[Records]
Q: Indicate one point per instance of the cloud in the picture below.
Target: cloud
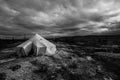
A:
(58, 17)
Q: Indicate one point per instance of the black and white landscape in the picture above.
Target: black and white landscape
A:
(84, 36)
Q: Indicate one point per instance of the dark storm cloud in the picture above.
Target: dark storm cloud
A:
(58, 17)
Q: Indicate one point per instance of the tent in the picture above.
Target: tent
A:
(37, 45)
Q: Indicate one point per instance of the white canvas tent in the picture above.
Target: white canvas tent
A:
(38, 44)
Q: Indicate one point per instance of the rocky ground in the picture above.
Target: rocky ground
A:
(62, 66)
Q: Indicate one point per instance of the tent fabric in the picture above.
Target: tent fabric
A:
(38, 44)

==

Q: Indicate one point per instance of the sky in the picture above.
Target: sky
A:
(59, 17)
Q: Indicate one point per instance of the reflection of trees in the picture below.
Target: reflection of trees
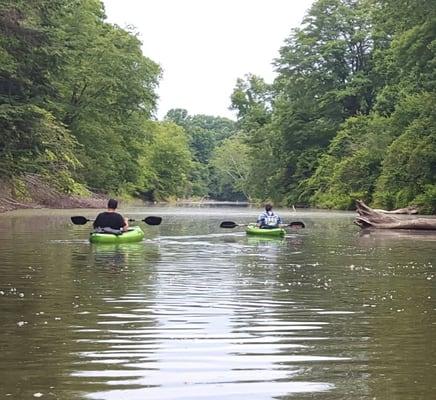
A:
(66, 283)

* * *

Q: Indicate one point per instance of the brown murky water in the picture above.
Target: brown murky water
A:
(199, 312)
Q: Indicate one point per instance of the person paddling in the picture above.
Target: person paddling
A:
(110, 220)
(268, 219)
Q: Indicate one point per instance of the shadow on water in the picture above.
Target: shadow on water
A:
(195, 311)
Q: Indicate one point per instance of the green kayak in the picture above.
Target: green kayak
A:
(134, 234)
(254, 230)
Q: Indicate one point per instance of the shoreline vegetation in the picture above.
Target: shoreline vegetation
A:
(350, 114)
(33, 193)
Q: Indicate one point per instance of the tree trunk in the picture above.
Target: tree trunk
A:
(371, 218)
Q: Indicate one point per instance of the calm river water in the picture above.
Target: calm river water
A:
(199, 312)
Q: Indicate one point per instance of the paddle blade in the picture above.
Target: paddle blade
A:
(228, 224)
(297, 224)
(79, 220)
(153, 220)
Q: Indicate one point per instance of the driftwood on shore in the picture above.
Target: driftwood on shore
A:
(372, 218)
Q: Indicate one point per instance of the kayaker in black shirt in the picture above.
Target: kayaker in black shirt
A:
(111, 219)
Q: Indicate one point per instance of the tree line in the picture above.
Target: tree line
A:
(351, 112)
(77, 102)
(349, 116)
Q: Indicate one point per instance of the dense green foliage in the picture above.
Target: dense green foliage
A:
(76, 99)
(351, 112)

| YOUR OBJECTIVE |
How many lines in the records contain the string "trunk", matching case exactly? Reply with the number alone.

| WRITTEN ANSWER |
2